Given text:
<<<<

Thanks mudbug. I'll try and add more water to see if I can fully submerge the pump. It might end up bringing the water level up to the substrate so I may not have enough room... I can try though. I'll also try and lower the flow because now I have it all the way up thinking it would put out more. I had no idea about the condition you mentioned, so thanks! I understand the evaporation issue, as I've noticed that in that tank I've never had to drain the water because it got too high, and rather had to add more water occasionally. Personally, I'd rather add water than remove it. 

Thanks much for the advice, I'll try those out! I've been weighing whether or not I should add a waterfall in the new tank, and I think I still want to. I hope that using an external canister filter on that one will make the difference in these issues. Since it's a "display tank", I really like the idea of having the waterfall. 



Blueper said:


> Ah. I was hoping it was some simple app or program that would come in handy for stuff like that. I've been using google sketchup for a while now. It's a very simple program and its free. I don't use it for smaller stuff. I used it for a basic layout of our house, for the remodel. Stuff like that. Super handy.
> Do you have one of those canister filters now?
> Can you hook it up and pump water 2' up to see if it can handle it?

>>>>

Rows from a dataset

<<<<

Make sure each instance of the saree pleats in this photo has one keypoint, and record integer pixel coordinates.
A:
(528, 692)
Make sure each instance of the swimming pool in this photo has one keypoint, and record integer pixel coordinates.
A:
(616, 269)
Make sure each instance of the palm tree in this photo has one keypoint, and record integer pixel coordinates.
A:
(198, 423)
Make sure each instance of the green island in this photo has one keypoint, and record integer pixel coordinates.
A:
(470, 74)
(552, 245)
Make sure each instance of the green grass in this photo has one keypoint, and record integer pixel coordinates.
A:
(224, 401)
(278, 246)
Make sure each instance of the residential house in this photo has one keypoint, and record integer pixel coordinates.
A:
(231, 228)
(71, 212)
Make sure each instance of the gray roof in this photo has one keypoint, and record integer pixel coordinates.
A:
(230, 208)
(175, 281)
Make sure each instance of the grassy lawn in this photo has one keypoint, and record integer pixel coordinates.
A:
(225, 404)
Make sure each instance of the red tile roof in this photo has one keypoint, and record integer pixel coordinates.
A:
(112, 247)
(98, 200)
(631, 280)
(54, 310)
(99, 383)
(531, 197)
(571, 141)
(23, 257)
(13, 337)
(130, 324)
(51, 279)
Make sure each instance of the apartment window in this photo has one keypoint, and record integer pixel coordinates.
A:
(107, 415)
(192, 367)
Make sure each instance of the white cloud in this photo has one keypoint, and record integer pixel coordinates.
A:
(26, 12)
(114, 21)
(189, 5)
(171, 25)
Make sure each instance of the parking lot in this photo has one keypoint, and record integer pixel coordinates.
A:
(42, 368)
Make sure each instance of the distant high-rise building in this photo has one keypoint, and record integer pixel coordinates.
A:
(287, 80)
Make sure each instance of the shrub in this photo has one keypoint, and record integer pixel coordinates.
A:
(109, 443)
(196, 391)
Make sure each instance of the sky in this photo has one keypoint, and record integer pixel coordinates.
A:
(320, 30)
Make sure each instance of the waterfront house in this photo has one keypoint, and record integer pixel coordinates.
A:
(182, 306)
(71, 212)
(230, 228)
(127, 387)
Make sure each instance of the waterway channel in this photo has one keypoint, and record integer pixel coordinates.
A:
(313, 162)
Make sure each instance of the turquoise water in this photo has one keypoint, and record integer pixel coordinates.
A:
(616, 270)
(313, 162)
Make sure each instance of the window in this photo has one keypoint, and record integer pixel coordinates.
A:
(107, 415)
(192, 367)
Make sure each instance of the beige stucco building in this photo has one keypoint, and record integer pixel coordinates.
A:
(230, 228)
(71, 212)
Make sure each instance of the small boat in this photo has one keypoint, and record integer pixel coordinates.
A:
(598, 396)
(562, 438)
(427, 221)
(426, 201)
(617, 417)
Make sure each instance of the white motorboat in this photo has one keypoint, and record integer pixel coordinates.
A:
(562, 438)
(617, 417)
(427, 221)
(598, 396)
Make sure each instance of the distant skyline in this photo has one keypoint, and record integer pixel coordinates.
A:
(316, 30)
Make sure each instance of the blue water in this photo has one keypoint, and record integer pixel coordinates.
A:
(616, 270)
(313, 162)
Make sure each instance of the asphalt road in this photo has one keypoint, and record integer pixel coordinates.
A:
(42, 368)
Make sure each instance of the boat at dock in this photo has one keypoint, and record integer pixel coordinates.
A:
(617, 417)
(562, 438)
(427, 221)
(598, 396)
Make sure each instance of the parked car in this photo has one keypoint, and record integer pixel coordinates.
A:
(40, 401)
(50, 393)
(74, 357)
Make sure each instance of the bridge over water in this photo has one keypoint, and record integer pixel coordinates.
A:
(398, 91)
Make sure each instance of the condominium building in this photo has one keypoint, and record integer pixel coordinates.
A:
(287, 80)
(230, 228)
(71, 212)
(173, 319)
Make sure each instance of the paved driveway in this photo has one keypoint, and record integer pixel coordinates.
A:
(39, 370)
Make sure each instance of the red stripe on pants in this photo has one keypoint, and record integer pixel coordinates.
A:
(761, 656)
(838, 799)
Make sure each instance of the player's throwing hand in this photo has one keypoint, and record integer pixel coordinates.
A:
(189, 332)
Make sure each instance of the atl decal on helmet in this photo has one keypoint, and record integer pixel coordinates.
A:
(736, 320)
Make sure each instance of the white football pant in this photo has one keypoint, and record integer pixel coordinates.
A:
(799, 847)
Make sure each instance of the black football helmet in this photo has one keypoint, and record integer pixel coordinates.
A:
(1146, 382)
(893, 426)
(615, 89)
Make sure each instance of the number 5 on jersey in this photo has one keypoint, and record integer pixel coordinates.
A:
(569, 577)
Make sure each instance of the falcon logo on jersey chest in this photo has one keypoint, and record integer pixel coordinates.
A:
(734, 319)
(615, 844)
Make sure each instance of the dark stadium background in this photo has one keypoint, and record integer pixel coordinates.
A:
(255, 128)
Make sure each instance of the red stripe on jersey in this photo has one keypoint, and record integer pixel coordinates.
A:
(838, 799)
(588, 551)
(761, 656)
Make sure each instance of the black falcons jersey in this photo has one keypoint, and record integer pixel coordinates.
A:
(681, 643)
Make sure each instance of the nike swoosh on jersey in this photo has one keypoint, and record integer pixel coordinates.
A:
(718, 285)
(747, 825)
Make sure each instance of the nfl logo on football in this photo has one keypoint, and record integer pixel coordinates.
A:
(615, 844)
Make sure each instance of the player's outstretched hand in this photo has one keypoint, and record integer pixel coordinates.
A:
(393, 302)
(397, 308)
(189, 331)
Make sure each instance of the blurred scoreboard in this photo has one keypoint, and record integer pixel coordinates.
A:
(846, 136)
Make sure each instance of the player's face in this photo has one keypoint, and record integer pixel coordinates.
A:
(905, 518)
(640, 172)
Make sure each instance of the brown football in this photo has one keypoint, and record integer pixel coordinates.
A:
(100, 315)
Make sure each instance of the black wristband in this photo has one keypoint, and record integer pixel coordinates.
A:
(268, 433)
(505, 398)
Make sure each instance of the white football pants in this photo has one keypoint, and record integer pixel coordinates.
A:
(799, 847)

>>>>

Goal A:
In the forum thread, list every word or phrase the quoted reply uses to describe google sketchup.
Goal B:
Find every line of the records that contains the string "player", matching its case exactly, and copy each of those lines.

Correct answer A:
- very simple program
- free
- Super handy

Correct answer B:
Make sure each instance of the player's throwing hand in this photo has one keypoint, and record integer pixel coordinates.
Make sure each instance of the player's outstretched hand in this photo has one keypoint, and record integer pixel coordinates.
Make sure each instance of the player's face in this photo has one keypoint, and record integer pixel coordinates.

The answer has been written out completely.